● SET TASK: Pick out every line of the records below that contains the string "flame" and copy each one.
○ ○ ○
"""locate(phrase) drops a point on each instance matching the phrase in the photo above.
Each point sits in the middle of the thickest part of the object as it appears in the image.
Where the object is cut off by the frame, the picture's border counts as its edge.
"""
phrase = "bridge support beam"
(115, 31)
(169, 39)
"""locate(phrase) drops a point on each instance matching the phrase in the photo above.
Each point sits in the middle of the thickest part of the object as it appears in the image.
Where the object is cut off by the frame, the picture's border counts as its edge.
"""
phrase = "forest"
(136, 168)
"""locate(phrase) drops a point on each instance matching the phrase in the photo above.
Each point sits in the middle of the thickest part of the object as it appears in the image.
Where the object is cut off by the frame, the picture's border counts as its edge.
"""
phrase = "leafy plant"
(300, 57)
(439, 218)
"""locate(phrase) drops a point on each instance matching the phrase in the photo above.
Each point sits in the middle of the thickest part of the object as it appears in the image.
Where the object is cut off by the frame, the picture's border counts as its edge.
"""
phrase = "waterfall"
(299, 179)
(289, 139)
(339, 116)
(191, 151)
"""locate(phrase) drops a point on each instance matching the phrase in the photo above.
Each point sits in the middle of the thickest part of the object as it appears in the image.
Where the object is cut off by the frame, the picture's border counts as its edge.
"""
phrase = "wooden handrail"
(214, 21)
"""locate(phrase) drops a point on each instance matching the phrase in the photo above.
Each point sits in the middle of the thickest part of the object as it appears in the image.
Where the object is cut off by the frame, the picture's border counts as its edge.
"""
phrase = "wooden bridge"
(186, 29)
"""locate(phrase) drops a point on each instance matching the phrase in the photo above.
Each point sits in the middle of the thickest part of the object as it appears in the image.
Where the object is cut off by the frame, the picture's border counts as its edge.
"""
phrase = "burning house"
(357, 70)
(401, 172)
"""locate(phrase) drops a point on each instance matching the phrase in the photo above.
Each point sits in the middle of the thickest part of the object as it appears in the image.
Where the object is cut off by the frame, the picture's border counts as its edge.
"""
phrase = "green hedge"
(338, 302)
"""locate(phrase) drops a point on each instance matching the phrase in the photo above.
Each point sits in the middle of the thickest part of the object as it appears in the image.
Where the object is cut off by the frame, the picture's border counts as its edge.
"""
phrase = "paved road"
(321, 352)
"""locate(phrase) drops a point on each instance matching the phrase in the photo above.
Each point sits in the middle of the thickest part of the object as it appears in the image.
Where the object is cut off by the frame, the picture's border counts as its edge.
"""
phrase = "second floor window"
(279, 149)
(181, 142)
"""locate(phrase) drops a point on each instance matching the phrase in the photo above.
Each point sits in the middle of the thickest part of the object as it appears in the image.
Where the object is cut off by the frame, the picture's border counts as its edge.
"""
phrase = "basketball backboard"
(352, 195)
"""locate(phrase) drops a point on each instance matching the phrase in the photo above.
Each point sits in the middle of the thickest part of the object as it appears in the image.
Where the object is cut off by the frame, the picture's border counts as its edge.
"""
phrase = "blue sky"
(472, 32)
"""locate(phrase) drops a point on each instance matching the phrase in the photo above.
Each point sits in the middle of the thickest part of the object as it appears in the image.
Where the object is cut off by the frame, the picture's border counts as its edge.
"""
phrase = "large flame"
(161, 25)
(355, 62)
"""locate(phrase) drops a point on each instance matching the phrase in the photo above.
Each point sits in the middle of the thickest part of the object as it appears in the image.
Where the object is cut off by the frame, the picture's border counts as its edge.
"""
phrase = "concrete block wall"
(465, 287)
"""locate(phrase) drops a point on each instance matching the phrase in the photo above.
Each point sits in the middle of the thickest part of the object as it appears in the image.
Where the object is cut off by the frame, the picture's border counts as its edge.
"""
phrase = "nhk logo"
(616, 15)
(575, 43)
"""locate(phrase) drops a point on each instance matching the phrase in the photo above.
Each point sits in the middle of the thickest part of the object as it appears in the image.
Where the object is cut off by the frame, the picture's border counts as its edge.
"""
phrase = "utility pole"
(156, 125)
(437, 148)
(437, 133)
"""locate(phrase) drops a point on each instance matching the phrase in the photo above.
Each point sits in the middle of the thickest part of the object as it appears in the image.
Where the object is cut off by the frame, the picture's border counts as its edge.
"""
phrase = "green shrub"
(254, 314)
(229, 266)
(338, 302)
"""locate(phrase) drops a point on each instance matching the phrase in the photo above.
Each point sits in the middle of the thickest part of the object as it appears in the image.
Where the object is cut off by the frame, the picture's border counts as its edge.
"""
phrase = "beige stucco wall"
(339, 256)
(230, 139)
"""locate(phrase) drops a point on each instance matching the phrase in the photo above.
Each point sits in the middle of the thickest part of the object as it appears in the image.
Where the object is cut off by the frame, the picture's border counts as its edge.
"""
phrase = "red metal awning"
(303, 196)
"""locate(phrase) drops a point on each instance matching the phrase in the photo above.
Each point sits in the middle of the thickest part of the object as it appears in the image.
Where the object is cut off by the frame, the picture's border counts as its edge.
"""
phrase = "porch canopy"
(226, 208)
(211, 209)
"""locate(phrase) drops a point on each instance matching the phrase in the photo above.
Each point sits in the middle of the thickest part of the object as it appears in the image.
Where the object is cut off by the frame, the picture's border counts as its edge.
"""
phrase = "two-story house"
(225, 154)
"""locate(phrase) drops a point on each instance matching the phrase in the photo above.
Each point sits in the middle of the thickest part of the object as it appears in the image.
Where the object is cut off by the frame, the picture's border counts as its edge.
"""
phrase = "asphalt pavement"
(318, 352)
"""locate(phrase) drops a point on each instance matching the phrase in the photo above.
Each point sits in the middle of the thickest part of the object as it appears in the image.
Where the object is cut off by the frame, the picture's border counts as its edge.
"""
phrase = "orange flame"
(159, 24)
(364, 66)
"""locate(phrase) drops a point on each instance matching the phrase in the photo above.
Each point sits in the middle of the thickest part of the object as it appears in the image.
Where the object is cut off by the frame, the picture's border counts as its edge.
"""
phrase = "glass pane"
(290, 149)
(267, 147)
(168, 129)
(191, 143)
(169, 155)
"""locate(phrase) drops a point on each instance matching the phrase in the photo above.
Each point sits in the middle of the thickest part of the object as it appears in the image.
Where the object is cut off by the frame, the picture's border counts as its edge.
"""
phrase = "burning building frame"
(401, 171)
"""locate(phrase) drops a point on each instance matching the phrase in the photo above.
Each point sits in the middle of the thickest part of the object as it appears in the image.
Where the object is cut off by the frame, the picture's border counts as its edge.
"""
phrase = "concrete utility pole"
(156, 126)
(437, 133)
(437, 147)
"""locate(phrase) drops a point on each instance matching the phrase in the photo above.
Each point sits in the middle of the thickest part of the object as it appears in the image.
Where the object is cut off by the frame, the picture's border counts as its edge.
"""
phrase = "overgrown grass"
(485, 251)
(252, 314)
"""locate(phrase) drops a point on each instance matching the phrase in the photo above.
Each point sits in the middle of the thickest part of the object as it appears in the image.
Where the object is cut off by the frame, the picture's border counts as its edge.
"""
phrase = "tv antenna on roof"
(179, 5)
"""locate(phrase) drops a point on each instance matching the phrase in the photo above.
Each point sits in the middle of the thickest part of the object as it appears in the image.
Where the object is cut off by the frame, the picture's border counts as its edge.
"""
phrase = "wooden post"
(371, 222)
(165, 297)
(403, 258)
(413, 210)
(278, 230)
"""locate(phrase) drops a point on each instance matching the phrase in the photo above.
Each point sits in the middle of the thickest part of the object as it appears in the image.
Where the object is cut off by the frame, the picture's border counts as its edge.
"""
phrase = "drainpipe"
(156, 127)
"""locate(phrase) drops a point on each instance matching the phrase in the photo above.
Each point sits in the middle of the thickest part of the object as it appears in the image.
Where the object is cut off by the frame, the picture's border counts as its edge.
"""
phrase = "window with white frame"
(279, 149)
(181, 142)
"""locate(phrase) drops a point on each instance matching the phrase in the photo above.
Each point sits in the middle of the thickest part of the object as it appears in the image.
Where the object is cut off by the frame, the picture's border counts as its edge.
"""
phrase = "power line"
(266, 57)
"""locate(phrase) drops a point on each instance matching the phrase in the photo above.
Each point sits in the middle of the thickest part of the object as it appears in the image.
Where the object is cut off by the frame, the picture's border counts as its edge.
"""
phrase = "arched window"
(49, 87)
○ ○ ○
● REPLY:
phrase = "large flame"
phrase = "orange flame"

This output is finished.